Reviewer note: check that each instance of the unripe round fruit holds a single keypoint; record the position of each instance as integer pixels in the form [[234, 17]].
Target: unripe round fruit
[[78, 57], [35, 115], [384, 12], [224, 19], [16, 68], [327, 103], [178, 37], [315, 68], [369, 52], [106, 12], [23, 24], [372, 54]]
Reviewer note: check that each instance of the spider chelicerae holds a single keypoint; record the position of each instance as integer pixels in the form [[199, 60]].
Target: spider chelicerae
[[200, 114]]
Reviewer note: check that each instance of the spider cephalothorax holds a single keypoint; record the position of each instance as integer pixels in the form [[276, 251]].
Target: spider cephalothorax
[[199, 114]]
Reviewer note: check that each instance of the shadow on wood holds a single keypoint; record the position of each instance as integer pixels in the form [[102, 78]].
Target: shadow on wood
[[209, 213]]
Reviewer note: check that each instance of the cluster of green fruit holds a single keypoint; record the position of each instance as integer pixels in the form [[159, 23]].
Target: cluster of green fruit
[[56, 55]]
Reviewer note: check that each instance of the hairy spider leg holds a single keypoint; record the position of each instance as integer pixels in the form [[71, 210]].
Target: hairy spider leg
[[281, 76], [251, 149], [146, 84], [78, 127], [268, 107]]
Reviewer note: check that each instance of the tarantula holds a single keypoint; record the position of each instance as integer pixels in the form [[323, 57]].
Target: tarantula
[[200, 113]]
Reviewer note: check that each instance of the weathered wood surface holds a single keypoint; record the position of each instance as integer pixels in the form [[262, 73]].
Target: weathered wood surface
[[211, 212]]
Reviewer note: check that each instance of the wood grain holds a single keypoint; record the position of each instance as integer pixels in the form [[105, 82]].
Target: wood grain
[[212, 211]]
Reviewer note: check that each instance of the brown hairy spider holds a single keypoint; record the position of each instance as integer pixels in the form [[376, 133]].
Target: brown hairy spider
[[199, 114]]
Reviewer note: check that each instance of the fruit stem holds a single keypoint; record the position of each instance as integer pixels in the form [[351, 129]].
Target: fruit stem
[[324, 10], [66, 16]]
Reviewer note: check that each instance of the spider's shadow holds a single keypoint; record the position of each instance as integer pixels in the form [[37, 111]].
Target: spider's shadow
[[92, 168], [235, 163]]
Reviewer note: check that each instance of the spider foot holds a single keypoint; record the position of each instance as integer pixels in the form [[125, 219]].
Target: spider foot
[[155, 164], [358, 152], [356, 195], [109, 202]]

------------------------------------

◆ **Aim of the exercise**: Print all of the records above again, word for word, with nothing changed or left out.

◆ **Answer to the task**:
Reviewer note: check that each instance of the unripe round fruit holds a single keypoint; record the position of each instance as integer pixels in the form [[234, 17]].
Target: unripe round fruit
[[78, 57], [35, 115], [384, 12], [224, 19], [16, 68], [327, 103], [178, 37], [315, 68], [369, 52], [106, 12], [23, 24], [372, 54]]
Reviewer note: check that each instance of the spider chelicerae holds a single keypoint; record the position of each instance as integer pixels in the form [[199, 60]].
Target: spider chelicerae
[[200, 114]]
Reviewer note: check that each instance of the spider cephalothorax holds a single keypoint; record the position of each instance as integer pixels in the form [[276, 251]].
Target: spider cephalothorax
[[199, 114]]
Reviewer note: check that each instance of the shadow on wood holds a single keypoint; record the position of each instance as integer pixels in the form [[102, 78]].
Target: shadow on wood
[[209, 213]]
Reviewer note: check that each instance of the cluster of green fruit holds a single keypoint; record the position of each instance as integer pixels in the form [[159, 23]].
Target: cluster of green fruit
[[56, 55]]
Reviewer note: check that each instance of the hairy spider leg holds a single keypoint; record the position of each instance as integer pixels in the form [[71, 210]].
Target: hairy spider leg
[[281, 76], [251, 149], [146, 84], [78, 127], [268, 107]]
Reviewer note: check that each instance of the tarantula holds a single keypoint; record the position of each instance as integer pixels in the form [[323, 57]].
Target: tarantula
[[200, 113]]
Reviewer note: check that each instance of the weathered wood surface holds a single keypoint; record the position of each instance as integer pixels in the form [[262, 73]].
Target: weathered wood surface
[[211, 212]]
Reviewer note: check that each instance of the wood grain holds a single keypoint; record the position of each instance as integer pixels in the form [[105, 82]].
Target: wood grain
[[212, 211]]
Reviewer note: check that each instance of the brown hairy spider holds a single keypoint; record the position of each instance as integer pixels in the form [[376, 133]].
Target: brown hairy spider
[[199, 114]]
Reviewer note: check that each instance of the fruit stem holds a single keypoint; record the position of each instance as integer pixels in the form [[351, 129]].
Target: fruit stem
[[324, 10], [66, 16]]
Reviewer note: check that each instance of the spider's shadow holds a single keypoint; record the position of each instance as integer pixels in the form [[37, 111]].
Target: spider's shadow
[[92, 168], [235, 163]]
Reviewer note: check that each instance of the spider foot holds a single keypoint; record the position of each instance as integer pixels in the form [[125, 219]].
Target: spider foot
[[155, 164], [358, 152], [356, 195], [109, 202]]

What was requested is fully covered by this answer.